**Activity**: Pictures stay out; everything else in the entries below is to be duplicated exactly.

╔══

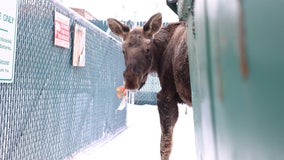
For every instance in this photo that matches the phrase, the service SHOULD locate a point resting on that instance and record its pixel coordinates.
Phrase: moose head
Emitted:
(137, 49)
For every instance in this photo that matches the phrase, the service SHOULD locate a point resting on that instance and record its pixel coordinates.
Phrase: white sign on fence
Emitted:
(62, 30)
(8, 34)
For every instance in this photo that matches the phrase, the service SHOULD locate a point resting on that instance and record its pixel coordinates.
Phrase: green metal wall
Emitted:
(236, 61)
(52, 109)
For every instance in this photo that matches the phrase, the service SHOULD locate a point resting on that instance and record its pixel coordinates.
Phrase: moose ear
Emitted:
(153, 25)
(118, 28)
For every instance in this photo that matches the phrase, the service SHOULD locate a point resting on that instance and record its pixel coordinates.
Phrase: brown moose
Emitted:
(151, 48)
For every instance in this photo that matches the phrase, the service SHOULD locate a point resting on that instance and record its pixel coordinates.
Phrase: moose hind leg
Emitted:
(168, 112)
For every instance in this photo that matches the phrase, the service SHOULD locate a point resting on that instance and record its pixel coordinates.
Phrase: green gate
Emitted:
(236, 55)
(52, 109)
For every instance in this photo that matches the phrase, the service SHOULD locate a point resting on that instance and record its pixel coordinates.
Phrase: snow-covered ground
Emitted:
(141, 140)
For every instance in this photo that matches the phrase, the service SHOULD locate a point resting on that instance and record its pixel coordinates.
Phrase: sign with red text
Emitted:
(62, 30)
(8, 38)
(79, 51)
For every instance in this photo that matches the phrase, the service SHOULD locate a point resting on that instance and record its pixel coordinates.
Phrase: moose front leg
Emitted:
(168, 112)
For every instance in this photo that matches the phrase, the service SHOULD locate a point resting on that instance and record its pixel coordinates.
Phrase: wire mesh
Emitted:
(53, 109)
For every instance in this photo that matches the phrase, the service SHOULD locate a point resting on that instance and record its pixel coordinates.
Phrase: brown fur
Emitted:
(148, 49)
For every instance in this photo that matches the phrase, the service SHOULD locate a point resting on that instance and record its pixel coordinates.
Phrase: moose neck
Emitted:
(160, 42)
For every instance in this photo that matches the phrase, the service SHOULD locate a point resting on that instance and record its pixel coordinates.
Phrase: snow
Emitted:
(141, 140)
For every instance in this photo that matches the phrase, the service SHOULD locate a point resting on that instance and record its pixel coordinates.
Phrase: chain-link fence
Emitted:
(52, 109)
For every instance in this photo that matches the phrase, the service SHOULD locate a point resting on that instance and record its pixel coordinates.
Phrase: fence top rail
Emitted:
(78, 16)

╚══

**Exercise output**:
For every instance in this photo that matches the phrase, the service SHOULD locate a point resting on that instance and record its pixel coordinates.
Phrase: moose head
Emitted:
(137, 49)
For every instance in this photo that matches the phrase, the service SHOULD locate a point resting on that instance and record its pixel coordinates.
Phrase: white sign on fence
Emitted:
(62, 30)
(8, 34)
For every instance in this photo that matches the phrase, the service SHOULD locate a point resting on that instance and record its pixel coordinates.
Phrase: green metal wall
Emitted:
(236, 61)
(52, 109)
For every instance in this photo that matches the phrase, the service SHOULD locate a point resting on that instance and record its pixel coordinates.
Phrase: moose ear
Emitted:
(153, 25)
(118, 28)
For every instance in this photo that matches the phrase, the service SHOULD locate a point resting on that instance and record its pixel coordinates.
Phrase: brown moose
Emitted:
(151, 48)
For every instance in this photo that matches the phrase, the service SHOULD locate a point resting on that instance and record its pixel coordinates.
Phrase: moose hind leg
Emitted:
(168, 112)
For every instance in this photo that matches the phrase, the service SHOULD locate a point resting on that instance and record its pixel coordinates.
Phrase: green gate
Emitted:
(236, 55)
(52, 109)
For every instance in this photo that matches the phrase, the service SHOULD locate a point resting on that instance and record its pixel coordinates.
Phrase: snow-covered ground
Emitted:
(141, 140)
For every instance in this photo that matches the phrase, the service SHOULD locate a point resting on that instance and record its pixel coordinates.
Phrase: sign with red text
Emitted:
(62, 30)
(8, 38)
(79, 51)
For every instance in this photo that matches the phrase, the service SHOULD locate a point resting on that instance and record its pixel coordinates.
Phrase: moose front leg
Emitted:
(168, 112)
For every instance in this photo that matches the phrase, the service SHOULD locate a point resting on that instance and record its pixel coordinates.
Phrase: wire mesh
Emitted:
(53, 109)
For every instance in this photo that matches the phrase, the service SHOULD locate a point resting on that instance and record its pixel coordinates.
Phrase: brown fur
Emitted:
(148, 49)
For every instance in this photo that matches the phrase, the service SHOULD locate a point resting on that instance and record its pixel coordinates.
Phrase: moose neck
Emitted:
(160, 42)
For every instance in this photo that matches the phrase, the service SHOULD locate a point resting on that instance and record its pixel coordinates.
Phrase: snow
Emitted:
(141, 140)
For every instance in this photo that matches the phrase, the service SHOULD locate a point resting on that instance and record its pixel coordinates.
Phrase: chain-link fence
Emitted:
(52, 109)
For every instance in this photo that matches the phrase, the service SHOULD locate a point resting on that instance and record its pixel coordinates.
Phrase: fence top rail
Emitted:
(78, 16)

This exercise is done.